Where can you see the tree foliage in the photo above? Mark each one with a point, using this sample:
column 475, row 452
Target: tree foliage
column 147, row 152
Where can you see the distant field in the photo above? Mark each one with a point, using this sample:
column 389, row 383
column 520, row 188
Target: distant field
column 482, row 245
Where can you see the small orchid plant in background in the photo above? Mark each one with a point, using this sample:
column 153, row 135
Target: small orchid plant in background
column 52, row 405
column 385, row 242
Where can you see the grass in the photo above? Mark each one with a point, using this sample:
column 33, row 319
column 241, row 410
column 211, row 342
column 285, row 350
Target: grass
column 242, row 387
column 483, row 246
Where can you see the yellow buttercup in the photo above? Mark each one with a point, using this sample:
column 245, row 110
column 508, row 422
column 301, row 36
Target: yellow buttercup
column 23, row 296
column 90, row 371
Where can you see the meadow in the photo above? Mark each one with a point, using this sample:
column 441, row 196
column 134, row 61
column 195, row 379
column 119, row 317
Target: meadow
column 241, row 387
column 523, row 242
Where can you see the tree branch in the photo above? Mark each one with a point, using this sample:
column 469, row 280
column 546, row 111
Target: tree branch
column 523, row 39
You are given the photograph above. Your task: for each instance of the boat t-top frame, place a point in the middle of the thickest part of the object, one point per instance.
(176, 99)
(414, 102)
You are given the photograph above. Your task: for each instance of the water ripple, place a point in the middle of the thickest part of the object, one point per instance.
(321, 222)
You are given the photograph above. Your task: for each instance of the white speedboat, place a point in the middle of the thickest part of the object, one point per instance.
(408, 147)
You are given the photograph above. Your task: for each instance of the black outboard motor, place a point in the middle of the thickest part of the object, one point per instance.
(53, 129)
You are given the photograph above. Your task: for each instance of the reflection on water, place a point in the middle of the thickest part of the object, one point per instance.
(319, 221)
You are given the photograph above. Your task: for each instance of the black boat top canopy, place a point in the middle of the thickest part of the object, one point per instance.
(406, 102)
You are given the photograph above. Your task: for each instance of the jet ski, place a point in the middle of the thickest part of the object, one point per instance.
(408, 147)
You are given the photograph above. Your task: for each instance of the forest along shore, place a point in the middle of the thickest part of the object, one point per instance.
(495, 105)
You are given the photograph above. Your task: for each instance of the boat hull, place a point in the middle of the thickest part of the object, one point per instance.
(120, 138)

## TASK PROMPT
Could you write out the records word for word, starting at their first line and ending at the line that contains "column 90, row 371", with both of those lines included?

## ANSWER TO THE TASK
Where can you see the tree foliage in the photo above? Mark each one with a point, using this sample:
column 475, row 452
Target: tree foliage
column 147, row 152
Where can you see the distant field in the photo above? Mark each one with a point, using this sample:
column 389, row 383
column 520, row 188
Target: distant field
column 482, row 245
Where can you see the small orchid plant in background in the photo above? Mark each one with a point, using this sample:
column 153, row 135
Target: small orchid plant in background
column 52, row 405
column 385, row 242
Where can you see the grass in the photo above? Mark each one with a point, using this sample:
column 33, row 319
column 241, row 410
column 211, row 342
column 285, row 350
Target: grass
column 242, row 387
column 483, row 246
Where can you see the yellow buttercup in the photo above? Mark each one with a point, using this sample:
column 245, row 110
column 508, row 422
column 301, row 36
Target: yellow buttercup
column 23, row 296
column 90, row 371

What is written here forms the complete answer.